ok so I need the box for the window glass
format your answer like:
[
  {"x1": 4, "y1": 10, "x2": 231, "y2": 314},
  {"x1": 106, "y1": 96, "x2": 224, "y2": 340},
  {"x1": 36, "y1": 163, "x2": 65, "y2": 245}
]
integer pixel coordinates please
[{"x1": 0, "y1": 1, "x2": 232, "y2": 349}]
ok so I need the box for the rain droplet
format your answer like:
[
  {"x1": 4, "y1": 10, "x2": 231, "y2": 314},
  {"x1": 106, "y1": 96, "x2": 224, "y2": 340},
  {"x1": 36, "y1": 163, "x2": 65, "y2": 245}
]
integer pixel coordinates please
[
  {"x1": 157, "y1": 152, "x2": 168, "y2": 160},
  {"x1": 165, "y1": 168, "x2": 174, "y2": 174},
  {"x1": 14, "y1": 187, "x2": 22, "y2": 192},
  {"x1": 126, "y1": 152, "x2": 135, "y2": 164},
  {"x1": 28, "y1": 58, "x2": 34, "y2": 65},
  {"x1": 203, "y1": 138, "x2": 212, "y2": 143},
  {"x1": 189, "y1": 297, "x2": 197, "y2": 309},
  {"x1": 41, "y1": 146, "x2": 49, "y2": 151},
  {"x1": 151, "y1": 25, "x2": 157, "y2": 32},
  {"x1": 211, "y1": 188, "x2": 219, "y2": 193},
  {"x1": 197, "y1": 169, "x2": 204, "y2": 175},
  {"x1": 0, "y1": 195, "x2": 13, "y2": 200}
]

* * *

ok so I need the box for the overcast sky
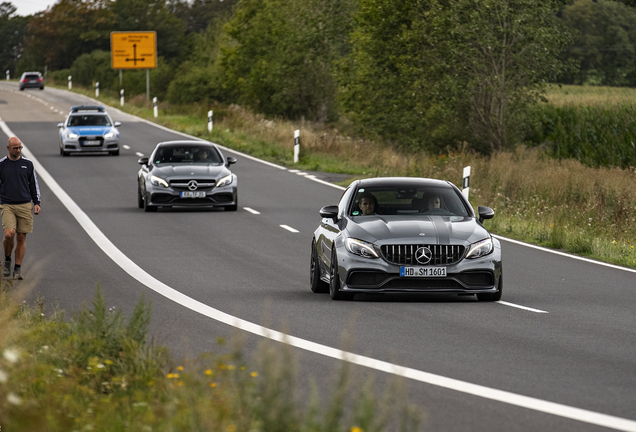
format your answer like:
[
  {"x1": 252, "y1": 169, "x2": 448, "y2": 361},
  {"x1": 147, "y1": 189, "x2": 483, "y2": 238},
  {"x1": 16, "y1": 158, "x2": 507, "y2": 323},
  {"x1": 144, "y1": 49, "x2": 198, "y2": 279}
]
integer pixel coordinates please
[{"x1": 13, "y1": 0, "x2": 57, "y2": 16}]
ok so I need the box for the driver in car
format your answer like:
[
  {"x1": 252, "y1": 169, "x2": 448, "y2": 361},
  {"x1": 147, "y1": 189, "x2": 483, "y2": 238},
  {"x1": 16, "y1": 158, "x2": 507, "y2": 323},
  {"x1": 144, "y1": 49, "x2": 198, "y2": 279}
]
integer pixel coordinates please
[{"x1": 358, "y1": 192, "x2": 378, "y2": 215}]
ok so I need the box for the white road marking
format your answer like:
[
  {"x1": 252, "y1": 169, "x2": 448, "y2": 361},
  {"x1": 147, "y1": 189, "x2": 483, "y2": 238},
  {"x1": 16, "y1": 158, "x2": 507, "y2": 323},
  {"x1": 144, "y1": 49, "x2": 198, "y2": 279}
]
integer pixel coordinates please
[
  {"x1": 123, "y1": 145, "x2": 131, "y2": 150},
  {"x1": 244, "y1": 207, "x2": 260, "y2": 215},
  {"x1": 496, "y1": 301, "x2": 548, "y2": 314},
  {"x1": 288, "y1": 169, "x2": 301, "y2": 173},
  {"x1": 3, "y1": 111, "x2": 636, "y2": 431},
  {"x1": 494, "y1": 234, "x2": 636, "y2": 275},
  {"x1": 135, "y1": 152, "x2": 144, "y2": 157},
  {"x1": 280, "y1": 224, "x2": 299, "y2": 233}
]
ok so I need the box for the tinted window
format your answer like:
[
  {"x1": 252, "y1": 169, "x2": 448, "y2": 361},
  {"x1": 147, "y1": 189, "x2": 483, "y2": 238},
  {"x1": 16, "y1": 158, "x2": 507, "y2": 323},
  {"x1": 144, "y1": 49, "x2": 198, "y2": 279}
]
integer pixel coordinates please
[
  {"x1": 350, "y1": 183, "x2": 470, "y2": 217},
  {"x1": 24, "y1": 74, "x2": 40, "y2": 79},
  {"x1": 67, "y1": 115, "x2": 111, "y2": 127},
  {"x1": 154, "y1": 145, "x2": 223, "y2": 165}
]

---

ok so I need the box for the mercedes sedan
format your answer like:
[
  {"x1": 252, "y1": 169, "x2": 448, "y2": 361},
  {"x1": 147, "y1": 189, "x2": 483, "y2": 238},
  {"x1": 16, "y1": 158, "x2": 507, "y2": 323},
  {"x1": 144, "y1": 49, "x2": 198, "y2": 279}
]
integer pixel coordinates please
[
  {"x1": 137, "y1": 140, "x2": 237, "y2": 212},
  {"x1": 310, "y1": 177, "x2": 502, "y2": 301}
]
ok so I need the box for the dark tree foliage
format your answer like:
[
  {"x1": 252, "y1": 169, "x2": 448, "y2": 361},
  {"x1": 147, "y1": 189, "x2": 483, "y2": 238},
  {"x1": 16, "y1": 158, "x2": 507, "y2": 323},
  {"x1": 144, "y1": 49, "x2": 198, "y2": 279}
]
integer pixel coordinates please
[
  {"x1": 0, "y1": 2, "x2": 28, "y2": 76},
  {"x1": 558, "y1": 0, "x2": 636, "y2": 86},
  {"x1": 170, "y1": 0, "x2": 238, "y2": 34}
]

● AIM OF THE TASK
Match on "window" and report each line of the data above that has it.

● ANSWER SPACE
ok so I need the box for the window glass
ok so I need the box for the tinted window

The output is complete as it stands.